— begin DATA SECTION —
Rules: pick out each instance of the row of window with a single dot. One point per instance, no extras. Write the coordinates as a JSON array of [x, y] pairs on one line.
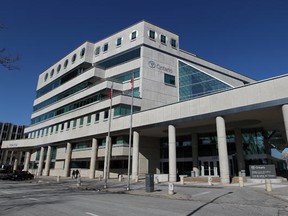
[[118, 43], [69, 124], [73, 59], [118, 111], [163, 38]]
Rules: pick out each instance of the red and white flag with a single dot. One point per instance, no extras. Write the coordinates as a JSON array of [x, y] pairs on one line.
[[111, 91], [132, 82]]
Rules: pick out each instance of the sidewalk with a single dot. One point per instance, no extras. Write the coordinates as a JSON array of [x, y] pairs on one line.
[[250, 193]]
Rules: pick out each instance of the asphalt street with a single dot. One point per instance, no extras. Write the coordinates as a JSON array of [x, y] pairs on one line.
[[46, 196]]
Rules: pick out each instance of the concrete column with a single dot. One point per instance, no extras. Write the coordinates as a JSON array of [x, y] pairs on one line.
[[135, 156], [172, 153], [5, 157], [48, 161], [11, 158], [107, 158], [2, 156], [67, 160], [222, 150], [20, 157], [93, 158], [239, 150], [27, 160], [285, 118], [195, 154], [41, 162], [16, 161]]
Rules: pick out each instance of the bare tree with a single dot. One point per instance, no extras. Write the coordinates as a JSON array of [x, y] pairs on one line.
[[6, 59]]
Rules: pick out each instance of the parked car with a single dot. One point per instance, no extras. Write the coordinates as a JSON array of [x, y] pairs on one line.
[[5, 174], [21, 175]]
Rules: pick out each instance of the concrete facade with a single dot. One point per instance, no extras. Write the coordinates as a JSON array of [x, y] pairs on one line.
[[70, 122]]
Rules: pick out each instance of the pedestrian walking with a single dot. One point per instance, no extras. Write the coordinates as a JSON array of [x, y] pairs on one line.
[[77, 173], [73, 174]]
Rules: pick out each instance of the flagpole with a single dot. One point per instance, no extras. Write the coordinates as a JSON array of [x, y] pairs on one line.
[[130, 131], [107, 149]]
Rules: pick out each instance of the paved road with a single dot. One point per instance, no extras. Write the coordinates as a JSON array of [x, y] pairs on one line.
[[53, 199]]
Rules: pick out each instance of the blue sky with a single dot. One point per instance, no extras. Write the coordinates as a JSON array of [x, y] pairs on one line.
[[248, 36]]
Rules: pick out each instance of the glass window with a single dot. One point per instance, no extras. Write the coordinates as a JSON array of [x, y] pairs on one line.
[[119, 41], [194, 83], [65, 63], [97, 50], [169, 79], [82, 52], [105, 47], [74, 58], [106, 114], [97, 117], [46, 77], [58, 68], [81, 121], [173, 43], [74, 123], [152, 35], [163, 39], [89, 119], [133, 35], [52, 73]]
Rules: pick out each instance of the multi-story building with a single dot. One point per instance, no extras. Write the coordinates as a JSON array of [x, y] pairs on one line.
[[188, 113], [9, 131]]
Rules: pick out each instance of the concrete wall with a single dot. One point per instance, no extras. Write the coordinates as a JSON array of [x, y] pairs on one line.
[[149, 155]]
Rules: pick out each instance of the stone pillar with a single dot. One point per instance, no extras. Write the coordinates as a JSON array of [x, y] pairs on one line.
[[16, 161], [135, 156], [48, 161], [93, 158], [2, 156], [172, 153], [11, 158], [67, 160], [5, 157], [285, 118], [195, 154], [27, 160], [107, 158], [222, 150], [41, 162], [20, 157], [239, 150]]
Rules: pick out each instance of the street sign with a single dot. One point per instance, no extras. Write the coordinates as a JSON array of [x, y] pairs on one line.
[[262, 171]]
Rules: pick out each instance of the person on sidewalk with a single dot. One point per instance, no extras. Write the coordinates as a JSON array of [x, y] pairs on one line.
[[73, 174], [77, 173]]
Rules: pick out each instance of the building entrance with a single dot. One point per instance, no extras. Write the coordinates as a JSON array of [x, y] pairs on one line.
[[209, 167]]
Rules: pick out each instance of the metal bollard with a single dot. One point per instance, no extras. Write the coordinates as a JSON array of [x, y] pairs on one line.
[[210, 181], [268, 185], [182, 180], [241, 182], [156, 180], [79, 181], [170, 189]]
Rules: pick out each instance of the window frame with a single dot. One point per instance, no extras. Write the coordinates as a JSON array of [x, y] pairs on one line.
[[163, 39], [105, 47], [150, 35]]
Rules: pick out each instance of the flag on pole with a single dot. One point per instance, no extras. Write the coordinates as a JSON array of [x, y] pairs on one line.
[[132, 82], [111, 91]]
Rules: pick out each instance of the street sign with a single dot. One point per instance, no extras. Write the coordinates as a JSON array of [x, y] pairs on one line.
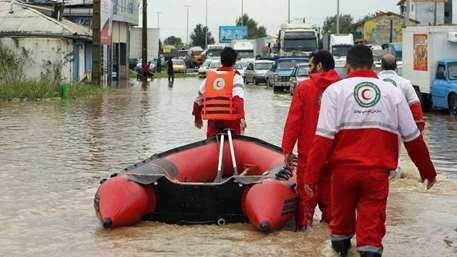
— end DATA SECTION —
SET TASK: Output all of the records above as a numbered list, omitting any blank lines. Leave the pictures out of the answer.

RESULT:
1. Rules: pick out each instance of the row of window with a single dot. One point per instance, no extras. Write the coordinates as a JSON array of [x, y] pairs on one line.
2. [[118, 43], [69, 124], [73, 59], [118, 111], [163, 38]]
3. Rules: pick out each instance of the red and white flag with a single dot. One point per instance, no extras. Write the coordinates as a JSON array of [x, y] pairs on one line.
4. [[111, 91], [132, 82]]
5. Rules: pick out each instance of the sidewalk with a single dot. One point per instance, no extras. Write the coordinates as a JSON array of [x, y] pairs on one line.
6. [[250, 193]]
7. Rules: pick out each instance of the asphalt street with a single dot. One point per instance, no extras. Write the coordinates as a JSON array of [x, y] pairs on one line.
8. [[46, 196]]
9. Rules: pick out each instance of the concrete column with a single dot. One point per instance, no extras. Write the coordinates as a JSON array of [x, y] pairs on one line.
10. [[135, 156], [172, 153], [5, 157], [48, 161], [11, 158], [107, 158], [2, 156], [67, 160], [222, 150], [20, 157], [93, 158], [239, 150], [27, 160], [285, 118], [195, 154], [41, 162], [16, 161]]
11. Rules: pick out each instance of the bare tree with a single dot. One point per instance, no extras. Write the coordinates as a JSON array of [x, y] pairs on one line.
12. [[6, 59]]
13. Rules: pick out each instance of the parked car with a single dot. One point per instance, no extras. Write the coordinates as a JSON array of [x, y] pairs on one line.
14. [[5, 174], [21, 175]]
15. Rules: pick out each instance of the concrete facade with a single dot. One point per instance, no extras. Write the coordinates as a JSON array of [x, y] pairs on one line.
16. [[70, 122]]
17. Rules: pick out each instance of the pedestrian walking with a single dot. One point per instance, no extras. Write the coordinates as a JSON array of [x, y] pairs on one line.
18. [[77, 173], [73, 174]]
19. Rules: pick out each instance of the flagpole with a single dot. One point per instance, no extras. Write the coordinates as a JSON array of [x, y] pairs on one line.
20. [[130, 131], [107, 149]]
21. Rules: pick out each instance of the paved road with a single dot. One point per instance, no extras. Write the coordinates as a JSON array of [x, y] pairs on one line.
22. [[53, 199]]
23. Rules: pick out each instance of the blue sky with a single dot. One point per instance, no extras. Write the coordinates as a JSON array of [x, y] pairs on one line.
24. [[248, 36]]
25. Rules: pick out each instance of the glass window with a single dot. One point per instance, no extras. Write the coordinates as a JSON array of [x, y] pairs on one line.
26. [[119, 41], [194, 83], [65, 63], [97, 50], [169, 79], [82, 52], [105, 47], [74, 58], [106, 114], [97, 117], [46, 77], [58, 68], [81, 121], [173, 43], [74, 123], [152, 35], [163, 39], [89, 119], [133, 35], [52, 73]]
27. Rules: pick out each instance of the multi-story building with a single dot. One point per instance, no extras. Write the coordinates as a JSON array of [x, y] pairs on one line.
28. [[188, 113], [9, 131]]
29. Rules: pick out each instance of the concrete wall with a single dot. One point per instance, no extras. Write the coordinates as a JSON array of [x, y] pairs on one line.
30. [[149, 155]]
31. Rules: pick out each instance of the stone pillar with a single dot. One point per instance, no extras. Write the coordinates as a JSON array of [x, y] pairs on one line.
32. [[16, 161], [135, 156], [48, 161], [93, 158], [2, 156], [172, 153], [11, 158], [67, 160], [5, 157], [285, 118], [195, 154], [27, 160], [107, 158], [222, 150], [41, 162], [20, 157], [239, 150]]
33. Rules: pick out each instance of the street sign with a single dot. One point per instance, no extras. Write the coordinates as a JSON array of [x, y] pairs on one line.
34. [[262, 171]]
35. Rules: pick out each instance of the person on sidewalk with a single dot. One point per instance, no extras. Write the coordinates as a JSON array of [x, y] pairs on one line.
36. [[73, 174], [77, 173]]
37. Rules: pick out each instance of the building entrance with a single dot. One point per instance, no extras. Write the coordinates as a JSON array of [x, y] pairs on one line.
38. [[209, 167]]
39. Rules: pick out each instance of the metal bollard with a single dot. One point per instance, no extras. Write the coordinates as a JSON array of [x, y] pairs on one line.
40. [[210, 181], [268, 185], [182, 180], [241, 182], [156, 180], [79, 181], [170, 189]]
41. Rules: pick out each instance of the window frame with a single dot. One point per instance, no extras. Write the coordinates as a JSON array of [x, y] pairs on one line.
42. [[163, 39], [105, 47], [150, 35]]
43. Rules: pick out each instance of the flag on pole with a single dot. One point per instance, no extras. Write the coordinates as a JSON array of [x, y] pairs on one line.
44. [[132, 82], [111, 91]]
45. Rules: pick out each instance of the street sign with a single dot. One point per instance, no extras. Write the coordinates as a JSON array of [x, y] pairs on one line.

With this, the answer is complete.